Problem — Please reproduce the records below from the line with "of the striped" through the end of the records, both ends included. Keep every line as it stands except the coordinates in the answers, which you should multiply by 2 and round to whole numbers, rounding halves up.

Entries drawn from a collection:
=====

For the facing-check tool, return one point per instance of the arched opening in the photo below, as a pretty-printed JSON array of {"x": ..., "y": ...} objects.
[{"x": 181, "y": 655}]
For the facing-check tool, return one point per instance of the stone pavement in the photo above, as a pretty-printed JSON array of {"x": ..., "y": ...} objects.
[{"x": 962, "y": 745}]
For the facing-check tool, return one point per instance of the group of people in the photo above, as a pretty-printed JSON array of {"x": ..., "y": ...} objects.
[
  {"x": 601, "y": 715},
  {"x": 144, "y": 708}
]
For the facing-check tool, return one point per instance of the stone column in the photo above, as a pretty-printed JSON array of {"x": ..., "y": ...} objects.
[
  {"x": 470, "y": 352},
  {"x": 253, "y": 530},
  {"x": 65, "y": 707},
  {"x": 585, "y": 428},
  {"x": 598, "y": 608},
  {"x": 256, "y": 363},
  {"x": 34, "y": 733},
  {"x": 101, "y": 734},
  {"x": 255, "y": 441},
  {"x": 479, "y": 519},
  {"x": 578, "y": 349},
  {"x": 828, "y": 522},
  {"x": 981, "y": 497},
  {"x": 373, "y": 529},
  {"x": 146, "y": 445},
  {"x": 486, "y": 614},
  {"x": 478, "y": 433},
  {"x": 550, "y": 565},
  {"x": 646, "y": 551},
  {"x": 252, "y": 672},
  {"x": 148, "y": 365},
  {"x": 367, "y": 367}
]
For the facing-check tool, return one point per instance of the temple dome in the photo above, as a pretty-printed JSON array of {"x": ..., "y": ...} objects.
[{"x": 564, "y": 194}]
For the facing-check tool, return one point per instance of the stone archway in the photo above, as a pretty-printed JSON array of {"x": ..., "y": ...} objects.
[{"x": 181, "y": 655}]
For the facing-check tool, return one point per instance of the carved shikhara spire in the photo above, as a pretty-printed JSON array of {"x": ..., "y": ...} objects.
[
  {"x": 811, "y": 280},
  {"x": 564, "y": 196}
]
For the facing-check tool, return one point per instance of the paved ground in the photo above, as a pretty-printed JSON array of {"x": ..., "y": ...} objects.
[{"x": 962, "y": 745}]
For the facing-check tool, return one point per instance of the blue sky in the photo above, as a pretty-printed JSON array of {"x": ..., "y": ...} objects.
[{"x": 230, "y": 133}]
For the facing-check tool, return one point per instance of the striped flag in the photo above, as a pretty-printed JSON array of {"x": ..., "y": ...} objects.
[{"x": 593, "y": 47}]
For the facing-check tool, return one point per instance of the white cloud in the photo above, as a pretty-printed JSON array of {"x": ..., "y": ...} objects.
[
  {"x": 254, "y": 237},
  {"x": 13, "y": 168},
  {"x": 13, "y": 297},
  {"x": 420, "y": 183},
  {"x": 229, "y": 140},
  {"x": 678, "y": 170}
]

=====

Answer to the exercise —
For the facing-check tool, return one point per instance of the striped flag in the photo above, as a pretty-printed JSON array of {"x": ..., "y": ...} objects.
[{"x": 1186, "y": 94}]
For the facing-check tool, return one point per instance of the white cloud in the photo above, as a pretty-printed JSON array of {"x": ..., "y": ...} objects.
[
  {"x": 508, "y": 474},
  {"x": 26, "y": 336},
  {"x": 26, "y": 594},
  {"x": 840, "y": 366},
  {"x": 458, "y": 280},
  {"x": 1356, "y": 340}
]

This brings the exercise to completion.